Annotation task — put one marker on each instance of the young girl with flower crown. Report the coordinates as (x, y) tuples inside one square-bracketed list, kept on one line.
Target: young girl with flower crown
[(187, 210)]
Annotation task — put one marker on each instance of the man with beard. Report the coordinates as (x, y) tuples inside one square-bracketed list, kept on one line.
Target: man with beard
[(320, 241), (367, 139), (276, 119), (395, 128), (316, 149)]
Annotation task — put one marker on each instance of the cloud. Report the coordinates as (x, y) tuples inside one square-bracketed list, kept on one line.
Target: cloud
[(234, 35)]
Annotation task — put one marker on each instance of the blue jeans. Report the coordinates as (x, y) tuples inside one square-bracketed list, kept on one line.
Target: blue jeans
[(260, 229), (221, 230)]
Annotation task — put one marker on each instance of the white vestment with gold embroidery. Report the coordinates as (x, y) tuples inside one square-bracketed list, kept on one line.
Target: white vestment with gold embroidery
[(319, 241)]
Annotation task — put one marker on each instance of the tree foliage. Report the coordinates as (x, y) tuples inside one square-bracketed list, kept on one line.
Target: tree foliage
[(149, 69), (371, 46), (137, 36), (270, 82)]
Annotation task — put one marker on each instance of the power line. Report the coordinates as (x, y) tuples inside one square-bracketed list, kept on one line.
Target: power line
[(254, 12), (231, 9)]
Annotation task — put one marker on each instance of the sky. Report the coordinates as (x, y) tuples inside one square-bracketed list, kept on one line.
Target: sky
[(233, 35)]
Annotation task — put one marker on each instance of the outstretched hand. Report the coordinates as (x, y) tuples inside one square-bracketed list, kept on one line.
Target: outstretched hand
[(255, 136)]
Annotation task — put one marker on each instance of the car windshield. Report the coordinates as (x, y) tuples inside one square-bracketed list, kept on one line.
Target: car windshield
++++
**What you need to do:** Swap every "marker" in all the lines above for "dot", leaving everything else unchanged.

**Response:**
Annotation task — put one dot on each instance of the young girl with flower crown. Report the coordinates as (x, y) tuples inside one square-bracketed list, kept on one line.
Target: young girl with flower crown
[(187, 210)]
Annotation task — put one dot on each instance of the man with beard. Report the coordinates as (x, y) tuples inside one square-bracketed list, kept on one line.
Target: man with beard
[(320, 241), (367, 139), (276, 119), (395, 128), (316, 149)]
Annotation task — put one dot on each instance of the cloud. Report the coordinates as (x, y) tuples inside one square-bracketed list, kept on one line.
Target: cloud
[(234, 35)]
Annotation task — put one dot on each instance of the blue jeans. Report the coordinates as (x, y) tuples inside one square-bracketed list, kept on one line.
Target: blue jeans
[(260, 229), (221, 230)]
Annotation task — put one dot on each instance of the white vestment with gold embroidery. Report the coordinates as (x, y) tuples inside one square-bracketed list, kept on one line.
Target: white vestment with gold embroidery
[(319, 241)]
Annotation task — put one dot on each instance of the tree foliage. Report the coordinates as (x, y) tuples inside one square-bracketed list, kept on one line.
Target: tree foliage
[(149, 69), (371, 46), (137, 36), (270, 82)]
Annotation task — put one dot on each instance of the power line. Report the coordinates as (x, y) tuples inside one square-bracketed list, kept on one line.
Target: power line
[(254, 12), (231, 9)]
Annotation task — put one dot on each instance of the sky. Report the coordinates as (x, y) tuples inside one square-bracketed list, kept on one line.
Target: sky
[(233, 35)]
Annotation task — put one dot on each instance of the outstretched hand. Report the coordinates as (x, y) tuples inside one square-bracketed list, kept on one line.
Target: outstretched hand
[(255, 136)]
Annotation task — put one dot on each instance of the car windshield. Report the coordinates as (x, y) tuples inside one square-bracketed list, kept on one line.
Target: car windshield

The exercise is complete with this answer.